> **ESERCIZIO PROPOSTO 1**:
Rispondi a queste domande sulla lettera sul servizio civile:
(a) Quanti euro al mese vengono citati?
(b) In quale numero della Gazzetta è uscita la pagina sui cinque ragazzi?
(c) Quanti anni ha Rosita?

> **BRANO CITATO**:
Ultime notizie

Si fa servizio civile o precariato?

Si fa servizio civile o precariato?

LETTERA AL GIORNALE Ho letto la pagina dedicata ai “Cinque ragazzi per il servizio civile” sul numero di Gazzetta dell’11 gennaio e vi confesso che ha generato in me reazioni contrastanti.

Leggo di 440 euro mensili per 24 ore svolte e mensa pagata. Meglio di niente, sia bene inteso, ma mi domando come un giovane possa raggiungere un’indipendenza o fare sogni per il futuro con una cifra che copre poco più di un affitto mensile e bollette varie quali acqua, gas, luce e telefono, se va bene.

Mi si potrà dire: «Eh, ma sono giovani!», ma anche qui bisognerebbe capire cosa si intende per giovani e per adulti, visto che Lorenzo e Simona si sono già laureati, mentre Rosita ha 28 anni e diverse esperienze lavorative e di formazione alle spalle, anche di carattere internazionale.

> **ESERCIZIO PROPOSTO 2**: Modifica le voci partendo dalla riga che contiene "brown shoulder-length hair?" e fermandoti dopo quella che contiene "[346,362,386,450]". In queste righe sostituisci "tripod" con "camera stand", lascia tutto il resto invariato e riporta solo queste righe.

> **CONTENUTO DEI DATI**:
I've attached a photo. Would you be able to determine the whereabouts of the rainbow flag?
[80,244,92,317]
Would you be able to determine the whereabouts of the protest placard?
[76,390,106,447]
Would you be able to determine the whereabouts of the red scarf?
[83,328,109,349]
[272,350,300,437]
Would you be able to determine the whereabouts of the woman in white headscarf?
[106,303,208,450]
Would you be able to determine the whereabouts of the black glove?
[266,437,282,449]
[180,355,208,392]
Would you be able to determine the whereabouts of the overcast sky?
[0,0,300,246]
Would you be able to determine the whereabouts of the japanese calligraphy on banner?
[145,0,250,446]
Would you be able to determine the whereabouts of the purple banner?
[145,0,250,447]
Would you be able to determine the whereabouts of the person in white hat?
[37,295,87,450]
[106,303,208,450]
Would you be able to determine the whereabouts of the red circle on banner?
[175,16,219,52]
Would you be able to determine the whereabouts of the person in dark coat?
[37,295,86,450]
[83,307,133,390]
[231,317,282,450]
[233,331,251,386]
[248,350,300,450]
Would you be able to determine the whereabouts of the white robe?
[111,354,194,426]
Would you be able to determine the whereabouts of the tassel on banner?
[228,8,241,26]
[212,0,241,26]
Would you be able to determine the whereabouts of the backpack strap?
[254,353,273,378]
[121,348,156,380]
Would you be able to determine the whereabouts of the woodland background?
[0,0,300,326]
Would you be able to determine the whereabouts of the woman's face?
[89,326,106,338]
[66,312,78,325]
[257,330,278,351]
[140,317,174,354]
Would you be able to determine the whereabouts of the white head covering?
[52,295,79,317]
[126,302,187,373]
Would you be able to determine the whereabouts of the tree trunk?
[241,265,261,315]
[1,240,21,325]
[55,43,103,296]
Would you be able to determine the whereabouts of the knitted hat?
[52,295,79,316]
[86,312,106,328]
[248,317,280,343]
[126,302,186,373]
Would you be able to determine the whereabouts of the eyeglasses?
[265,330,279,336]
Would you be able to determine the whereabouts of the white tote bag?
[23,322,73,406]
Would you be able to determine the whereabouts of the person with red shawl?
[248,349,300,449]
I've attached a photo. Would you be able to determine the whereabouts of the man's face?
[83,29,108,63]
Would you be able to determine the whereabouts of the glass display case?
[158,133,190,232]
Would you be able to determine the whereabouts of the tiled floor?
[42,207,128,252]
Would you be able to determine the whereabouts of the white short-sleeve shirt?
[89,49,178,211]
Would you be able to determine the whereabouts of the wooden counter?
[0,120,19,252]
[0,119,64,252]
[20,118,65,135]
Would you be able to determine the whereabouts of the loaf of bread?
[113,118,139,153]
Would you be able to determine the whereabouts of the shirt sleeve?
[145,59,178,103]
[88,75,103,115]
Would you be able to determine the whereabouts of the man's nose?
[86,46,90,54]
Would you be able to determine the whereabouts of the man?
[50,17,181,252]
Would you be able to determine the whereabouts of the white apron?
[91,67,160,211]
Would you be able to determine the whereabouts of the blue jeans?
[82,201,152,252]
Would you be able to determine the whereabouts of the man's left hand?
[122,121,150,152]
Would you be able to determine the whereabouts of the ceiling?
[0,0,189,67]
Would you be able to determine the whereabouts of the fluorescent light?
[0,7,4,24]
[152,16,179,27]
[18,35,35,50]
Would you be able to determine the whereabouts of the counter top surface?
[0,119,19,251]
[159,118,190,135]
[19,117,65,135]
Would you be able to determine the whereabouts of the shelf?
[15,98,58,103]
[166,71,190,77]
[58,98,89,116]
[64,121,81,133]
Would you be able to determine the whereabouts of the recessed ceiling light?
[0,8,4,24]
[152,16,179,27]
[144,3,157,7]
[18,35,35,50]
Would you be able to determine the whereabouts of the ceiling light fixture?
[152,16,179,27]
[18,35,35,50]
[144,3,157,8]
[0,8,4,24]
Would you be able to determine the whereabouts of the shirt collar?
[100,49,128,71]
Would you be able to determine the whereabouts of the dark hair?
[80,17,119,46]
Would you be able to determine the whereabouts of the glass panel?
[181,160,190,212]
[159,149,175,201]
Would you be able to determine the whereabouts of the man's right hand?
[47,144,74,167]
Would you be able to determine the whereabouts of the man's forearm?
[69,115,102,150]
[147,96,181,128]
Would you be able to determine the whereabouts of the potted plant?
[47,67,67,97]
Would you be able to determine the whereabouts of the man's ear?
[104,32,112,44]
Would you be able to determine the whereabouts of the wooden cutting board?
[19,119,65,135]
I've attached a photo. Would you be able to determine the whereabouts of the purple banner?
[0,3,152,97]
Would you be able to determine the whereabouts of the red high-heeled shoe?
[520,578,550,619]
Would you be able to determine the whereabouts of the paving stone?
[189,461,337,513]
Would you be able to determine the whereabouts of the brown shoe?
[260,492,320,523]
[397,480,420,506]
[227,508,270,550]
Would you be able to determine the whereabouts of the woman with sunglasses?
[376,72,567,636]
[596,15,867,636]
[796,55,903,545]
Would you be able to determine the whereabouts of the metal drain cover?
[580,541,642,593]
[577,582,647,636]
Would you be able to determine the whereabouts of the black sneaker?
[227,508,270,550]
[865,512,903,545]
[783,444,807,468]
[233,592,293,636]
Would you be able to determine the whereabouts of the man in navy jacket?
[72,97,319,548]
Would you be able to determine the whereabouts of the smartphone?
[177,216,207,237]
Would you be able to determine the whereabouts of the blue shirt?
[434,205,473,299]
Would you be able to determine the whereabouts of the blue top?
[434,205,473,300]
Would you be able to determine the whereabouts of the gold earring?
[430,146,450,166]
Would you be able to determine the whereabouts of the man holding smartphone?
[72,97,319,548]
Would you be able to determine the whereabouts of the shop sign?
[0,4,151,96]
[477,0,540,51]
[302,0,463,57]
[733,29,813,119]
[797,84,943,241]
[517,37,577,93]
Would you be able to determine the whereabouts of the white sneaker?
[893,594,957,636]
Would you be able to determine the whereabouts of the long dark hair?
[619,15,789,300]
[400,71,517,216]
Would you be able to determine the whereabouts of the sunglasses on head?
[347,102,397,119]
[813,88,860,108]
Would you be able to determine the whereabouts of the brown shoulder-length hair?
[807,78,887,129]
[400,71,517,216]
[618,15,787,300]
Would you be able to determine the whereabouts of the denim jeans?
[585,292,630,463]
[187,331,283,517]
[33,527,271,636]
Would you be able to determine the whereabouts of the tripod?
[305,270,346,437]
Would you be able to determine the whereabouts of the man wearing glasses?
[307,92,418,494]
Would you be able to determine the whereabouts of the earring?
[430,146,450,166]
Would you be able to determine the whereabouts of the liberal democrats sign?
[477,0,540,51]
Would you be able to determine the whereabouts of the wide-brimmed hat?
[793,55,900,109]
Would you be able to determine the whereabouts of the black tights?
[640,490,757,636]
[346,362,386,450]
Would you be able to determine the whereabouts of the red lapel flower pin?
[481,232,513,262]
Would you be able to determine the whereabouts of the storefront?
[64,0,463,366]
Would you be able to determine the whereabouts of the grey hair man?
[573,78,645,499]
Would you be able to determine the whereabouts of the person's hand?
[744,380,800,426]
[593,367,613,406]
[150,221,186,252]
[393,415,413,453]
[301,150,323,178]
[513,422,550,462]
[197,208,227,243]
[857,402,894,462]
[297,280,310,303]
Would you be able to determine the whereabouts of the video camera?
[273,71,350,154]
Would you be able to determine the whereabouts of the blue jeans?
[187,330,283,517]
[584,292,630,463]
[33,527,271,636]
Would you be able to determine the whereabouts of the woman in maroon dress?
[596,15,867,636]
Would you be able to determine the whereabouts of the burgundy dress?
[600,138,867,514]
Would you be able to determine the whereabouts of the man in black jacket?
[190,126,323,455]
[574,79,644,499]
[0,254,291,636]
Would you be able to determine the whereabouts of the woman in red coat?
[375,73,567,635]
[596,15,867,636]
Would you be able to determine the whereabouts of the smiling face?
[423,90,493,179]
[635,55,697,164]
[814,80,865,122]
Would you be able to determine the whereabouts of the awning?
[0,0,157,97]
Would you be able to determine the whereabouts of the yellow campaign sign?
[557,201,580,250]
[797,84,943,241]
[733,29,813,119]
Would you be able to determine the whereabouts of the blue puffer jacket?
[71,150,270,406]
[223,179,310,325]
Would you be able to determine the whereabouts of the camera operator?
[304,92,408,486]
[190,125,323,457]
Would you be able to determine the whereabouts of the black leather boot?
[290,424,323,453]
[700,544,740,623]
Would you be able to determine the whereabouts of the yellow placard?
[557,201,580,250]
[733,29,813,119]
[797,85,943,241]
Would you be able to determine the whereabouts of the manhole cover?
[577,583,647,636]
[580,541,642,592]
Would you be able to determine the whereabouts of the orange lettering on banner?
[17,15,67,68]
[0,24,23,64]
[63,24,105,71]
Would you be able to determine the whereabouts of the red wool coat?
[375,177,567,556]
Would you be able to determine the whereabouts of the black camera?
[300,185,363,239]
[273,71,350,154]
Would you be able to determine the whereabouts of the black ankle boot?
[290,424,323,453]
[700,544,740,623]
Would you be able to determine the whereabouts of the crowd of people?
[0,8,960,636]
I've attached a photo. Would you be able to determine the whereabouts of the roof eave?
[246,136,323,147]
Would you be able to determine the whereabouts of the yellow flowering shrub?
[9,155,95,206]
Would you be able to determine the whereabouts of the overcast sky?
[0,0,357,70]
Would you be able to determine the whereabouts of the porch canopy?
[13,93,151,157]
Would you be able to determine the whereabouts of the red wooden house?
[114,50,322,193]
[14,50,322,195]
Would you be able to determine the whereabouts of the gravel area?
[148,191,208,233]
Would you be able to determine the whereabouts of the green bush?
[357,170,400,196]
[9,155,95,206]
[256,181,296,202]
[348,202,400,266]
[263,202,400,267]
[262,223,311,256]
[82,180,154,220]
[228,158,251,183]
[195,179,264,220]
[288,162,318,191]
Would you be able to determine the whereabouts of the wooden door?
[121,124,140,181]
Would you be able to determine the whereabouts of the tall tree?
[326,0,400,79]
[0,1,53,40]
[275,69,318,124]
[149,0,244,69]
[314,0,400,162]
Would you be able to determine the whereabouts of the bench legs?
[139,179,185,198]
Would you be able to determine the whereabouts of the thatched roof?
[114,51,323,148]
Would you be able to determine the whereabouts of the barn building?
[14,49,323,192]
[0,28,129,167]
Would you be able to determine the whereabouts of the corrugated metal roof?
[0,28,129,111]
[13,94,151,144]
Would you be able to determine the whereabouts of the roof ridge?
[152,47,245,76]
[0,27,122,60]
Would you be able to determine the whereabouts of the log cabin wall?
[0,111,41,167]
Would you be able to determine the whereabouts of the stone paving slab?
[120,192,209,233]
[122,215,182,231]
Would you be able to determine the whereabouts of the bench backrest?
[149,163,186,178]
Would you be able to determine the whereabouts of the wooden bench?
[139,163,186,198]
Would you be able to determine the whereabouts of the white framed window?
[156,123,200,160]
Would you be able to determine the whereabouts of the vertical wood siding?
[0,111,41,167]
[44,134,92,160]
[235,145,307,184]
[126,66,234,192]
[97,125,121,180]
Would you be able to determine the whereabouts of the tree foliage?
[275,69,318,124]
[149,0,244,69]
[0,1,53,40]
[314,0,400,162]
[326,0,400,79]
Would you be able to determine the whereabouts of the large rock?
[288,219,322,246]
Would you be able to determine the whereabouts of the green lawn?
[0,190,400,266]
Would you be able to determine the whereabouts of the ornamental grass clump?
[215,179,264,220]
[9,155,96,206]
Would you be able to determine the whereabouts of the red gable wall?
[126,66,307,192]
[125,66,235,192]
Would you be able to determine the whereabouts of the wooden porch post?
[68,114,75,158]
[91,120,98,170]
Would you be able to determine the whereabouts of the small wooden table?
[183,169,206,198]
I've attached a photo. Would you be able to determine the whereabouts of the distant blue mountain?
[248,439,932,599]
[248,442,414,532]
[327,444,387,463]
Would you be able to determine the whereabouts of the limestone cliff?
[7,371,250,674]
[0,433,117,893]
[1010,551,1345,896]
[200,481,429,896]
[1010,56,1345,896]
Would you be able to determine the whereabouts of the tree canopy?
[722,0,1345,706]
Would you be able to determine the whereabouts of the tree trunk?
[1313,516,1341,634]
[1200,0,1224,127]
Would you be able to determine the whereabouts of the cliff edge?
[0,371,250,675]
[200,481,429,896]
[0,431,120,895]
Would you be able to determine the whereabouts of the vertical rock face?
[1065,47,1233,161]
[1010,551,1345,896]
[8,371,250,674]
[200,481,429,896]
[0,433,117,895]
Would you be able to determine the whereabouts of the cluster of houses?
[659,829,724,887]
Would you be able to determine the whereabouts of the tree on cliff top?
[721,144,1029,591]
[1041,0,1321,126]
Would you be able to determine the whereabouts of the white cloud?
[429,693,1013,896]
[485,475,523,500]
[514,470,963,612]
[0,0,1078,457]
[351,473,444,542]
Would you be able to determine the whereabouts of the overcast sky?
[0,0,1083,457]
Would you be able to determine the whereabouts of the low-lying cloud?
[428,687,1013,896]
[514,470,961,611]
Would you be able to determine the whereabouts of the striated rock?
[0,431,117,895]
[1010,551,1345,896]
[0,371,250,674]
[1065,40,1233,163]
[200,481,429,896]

> **RISPOSTA CORRETTA 1**:
(a) 440 euro.
(b) Nel numero dell'11 gennaio.
(c) 28 anni.

> **RISPOSTA CORRETTA 2**:
Would you be able to determine the whereabouts of the brown shoulder-length hair?
[807,78,887,129]
[400,71,517,216]
[618,15,787,300]
Would you be able to determine the whereabouts of the denim jeans?
[585,292,630,463]
[187,331,283,517]
[33,527,271,636]
Would you be able to determine the whereabouts of the camera stand?
[305,270,346,437]
Would you be able to determine the whereabouts of the man wearing glasses?
[307,92,418,494]
Would you be able to determine the whereabouts of the earring?
[430,146,450,166]
Would you be able to determine the whereabouts of the liberal democrats sign?
[477,0,540,51]
Would you be able to determine the whereabouts of the wide-brimmed hat?
[793,55,900,109]
Would you be able to determine the whereabouts of the black tights?
[640,490,757,636]
[346,362,386,450]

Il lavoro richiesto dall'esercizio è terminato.